→ Text
•••••

Adjudication of penalties under SEBI: SC ruling gives controlled discretion to Adjudicating Officer

-Ruling of Bhavesh Pabari overrules Roofit Industries

By Smriti Wadehra (smriti@vinodkothari.com)

A three member Bench of the SC recently overruled its earlier decision in Roofit Industries Ltd vs SEBI, and provided a controlled discretion to the Adjudicating Officer in fixing penalties for offences under the SEBI Act as well Securities Contract Regulation Act (SCRA) as a result of  the ruling, the Adjudicating Officer shall not be constrained by the minimum extent of penalty laid in SEBI Act and may, where circumstances so warrant, either waive off the penalty completely or may assign a penalty less than the so called minimum. Thus, the adjudication of penalties may be expected to be more commensurate with the gravity of the offence, than was so far possible primarily due to the position arising out of Roofit ruling.

In this article, we are going to briefly discuss the status of section 15J of Securities and Exchange Board of India Act, 1992, as clarified by a recent judgement of Hon’ble Supreme Court of India in the case of Adjudicating Officer vs. Bhavesh Pabari dated 28th February, 2019[1]. However, before discussing the judgement of Hon’ble Supreme Court we have to first understand what the provision of section 15J of the Act provides for and the relevance of such provision.

•••••

→ Data segment

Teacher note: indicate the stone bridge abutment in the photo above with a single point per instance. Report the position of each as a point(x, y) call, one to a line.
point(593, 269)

•••••

→ Exercise goal
Write out the part of the SEBI penalty article that runs from "Adjudication of penalties under" up to and including "Smriti Wadehra (smriti@vinodkothari.com)", word for word.

→ Task response
Adjudication of penalties under SEBI: SC ruling gives controlled discretion to Adjudicating Officer

-Ruling of Bhavesh Pabari overrules Roofit Industries

By Smriti Wadehra (smriti@vinodkothari.com)